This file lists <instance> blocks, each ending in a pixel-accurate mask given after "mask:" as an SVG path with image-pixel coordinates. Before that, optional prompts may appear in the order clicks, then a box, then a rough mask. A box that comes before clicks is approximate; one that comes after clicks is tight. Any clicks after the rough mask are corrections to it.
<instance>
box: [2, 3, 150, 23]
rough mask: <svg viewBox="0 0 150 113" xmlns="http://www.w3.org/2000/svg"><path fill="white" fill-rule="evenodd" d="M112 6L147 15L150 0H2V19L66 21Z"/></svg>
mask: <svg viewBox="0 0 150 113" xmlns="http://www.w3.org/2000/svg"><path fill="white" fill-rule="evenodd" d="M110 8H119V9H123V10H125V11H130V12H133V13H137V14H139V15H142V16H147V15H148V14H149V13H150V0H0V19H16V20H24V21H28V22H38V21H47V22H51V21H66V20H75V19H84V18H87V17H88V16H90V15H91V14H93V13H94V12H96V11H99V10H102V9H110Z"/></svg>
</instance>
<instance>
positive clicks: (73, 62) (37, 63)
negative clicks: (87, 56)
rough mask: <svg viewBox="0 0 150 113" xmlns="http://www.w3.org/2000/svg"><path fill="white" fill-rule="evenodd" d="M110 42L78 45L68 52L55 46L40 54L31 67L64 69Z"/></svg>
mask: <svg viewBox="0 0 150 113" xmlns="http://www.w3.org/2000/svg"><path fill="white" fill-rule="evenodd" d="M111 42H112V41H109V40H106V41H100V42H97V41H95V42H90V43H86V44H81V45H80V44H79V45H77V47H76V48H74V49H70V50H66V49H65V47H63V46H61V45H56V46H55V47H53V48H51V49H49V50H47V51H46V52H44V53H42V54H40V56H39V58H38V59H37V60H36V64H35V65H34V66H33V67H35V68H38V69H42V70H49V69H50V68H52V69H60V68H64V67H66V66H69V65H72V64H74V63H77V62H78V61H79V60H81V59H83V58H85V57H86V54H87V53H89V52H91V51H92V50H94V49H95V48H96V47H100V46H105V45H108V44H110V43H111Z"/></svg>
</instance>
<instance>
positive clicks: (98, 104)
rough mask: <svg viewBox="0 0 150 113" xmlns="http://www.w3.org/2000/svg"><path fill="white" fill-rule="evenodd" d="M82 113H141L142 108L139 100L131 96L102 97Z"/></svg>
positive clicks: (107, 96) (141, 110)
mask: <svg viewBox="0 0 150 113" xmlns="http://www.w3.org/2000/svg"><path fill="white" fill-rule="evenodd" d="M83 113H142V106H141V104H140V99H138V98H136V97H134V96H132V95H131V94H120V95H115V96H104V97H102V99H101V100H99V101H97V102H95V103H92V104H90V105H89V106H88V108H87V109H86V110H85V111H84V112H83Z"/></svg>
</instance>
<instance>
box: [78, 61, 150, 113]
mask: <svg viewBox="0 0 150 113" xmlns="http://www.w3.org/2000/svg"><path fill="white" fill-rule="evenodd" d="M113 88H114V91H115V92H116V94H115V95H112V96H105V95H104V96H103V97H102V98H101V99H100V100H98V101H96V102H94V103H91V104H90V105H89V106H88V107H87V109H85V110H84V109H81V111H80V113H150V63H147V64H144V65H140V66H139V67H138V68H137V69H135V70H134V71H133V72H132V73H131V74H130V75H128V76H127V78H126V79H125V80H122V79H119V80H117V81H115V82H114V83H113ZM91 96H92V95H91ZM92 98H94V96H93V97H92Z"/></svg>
□ □ □ □ □
Render all of the data above as a JSON list of strings, one string per line, leaving out any blank lines.

#### [Expected answer]
[
  "This file lists <instance> blocks, each ending in a pixel-accurate mask given after \"mask:\" as an SVG path with image-pixel coordinates. Before that, optional prompts may appear in the order clicks, then a box, then a rough mask. A box that comes before clicks is approximate; one that comes after clicks is tight. Any clicks after the rough mask are corrections to it.",
  "<instance>",
  "box: [2, 3, 150, 23]",
  "rough mask: <svg viewBox=\"0 0 150 113\" xmlns=\"http://www.w3.org/2000/svg\"><path fill=\"white\" fill-rule=\"evenodd\" d=\"M112 6L147 15L150 0H2V19L66 21Z\"/></svg>",
  "mask: <svg viewBox=\"0 0 150 113\" xmlns=\"http://www.w3.org/2000/svg\"><path fill=\"white\" fill-rule=\"evenodd\" d=\"M110 8H119V9H123V10H125V11H130V12H133V13H137V14H139V15H142V16H147V15H148V14H149V13H150V0H0V19H16V20H24V21H28V22H38V21H47V22H51V21H66V20H75V19H84V18H87V17H88V16H90V15H91V14H93V13H94V12H96V11H99V10H102V9H110Z\"/></svg>",
  "</instance>",
  "<instance>",
  "positive clicks: (73, 62) (37, 63)",
  "negative clicks: (87, 56)",
  "rough mask: <svg viewBox=\"0 0 150 113\" xmlns=\"http://www.w3.org/2000/svg\"><path fill=\"white\" fill-rule=\"evenodd\" d=\"M110 42L78 45L68 52L55 46L40 54L31 67L64 69Z\"/></svg>",
  "mask: <svg viewBox=\"0 0 150 113\" xmlns=\"http://www.w3.org/2000/svg\"><path fill=\"white\" fill-rule=\"evenodd\" d=\"M111 42H112V41H109V40H106V41H100V42H97V41H95V42H90V43H86V44H81V45H80V44H79V45H77V47H76V48H74V49H70V50H66V49H65V47H63V46H61V45H56V46H55V47H53V48H51V49H49V50H47V51H46V52H44V53H42V54H40V56H39V58H38V59H37V60H36V64H35V65H34V66H33V67H35V68H38V69H42V70H49V69H50V68H52V69H60V68H64V67H66V66H69V65H72V64H74V63H77V62H78V61H79V60H81V59H83V58H85V57H86V54H87V53H89V52H91V51H92V50H94V49H95V48H96V47H100V46H105V45H108V44H110V43H111Z\"/></svg>",
  "</instance>",
  "<instance>",
  "positive clicks: (98, 104)",
  "rough mask: <svg viewBox=\"0 0 150 113\" xmlns=\"http://www.w3.org/2000/svg\"><path fill=\"white\" fill-rule=\"evenodd\" d=\"M82 113H141L142 108L139 100L131 96L102 97Z\"/></svg>",
  "positive clicks: (107, 96) (141, 110)",
  "mask: <svg viewBox=\"0 0 150 113\" xmlns=\"http://www.w3.org/2000/svg\"><path fill=\"white\" fill-rule=\"evenodd\" d=\"M83 113H142V106H141V104H140V99H138V98H136V97H134V96H132V95H131V94H120V95H115V96H104V97H102V99H101V100H99V101H97V102H95V103H92V104H90V105H89V106H88V108H87V109H86V110H85V111H84V112H83Z\"/></svg>",
  "</instance>",
  "<instance>",
  "box: [78, 61, 150, 113]",
  "mask: <svg viewBox=\"0 0 150 113\" xmlns=\"http://www.w3.org/2000/svg\"><path fill=\"white\" fill-rule=\"evenodd\" d=\"M113 88H114V91H115V92H116V94H115V95H112V96H105V95H104V96H103V97H102V98H101V99H100V100H98V101H96V102H94V103H91V104H90V105H89V106H88V107H87V109H85V110H84V109H81V111H80V113H150V63H147V64H144V65H140V66H139V67H138V68H137V69H135V70H134V71H133V72H132V73H131V74H130V75H128V76H127V78H126V79H125V80H122V79H119V80H117V81H115V82H114V83H113ZM91 96H92V95H91ZM92 98H94V96H93V97H92Z\"/></svg>"
]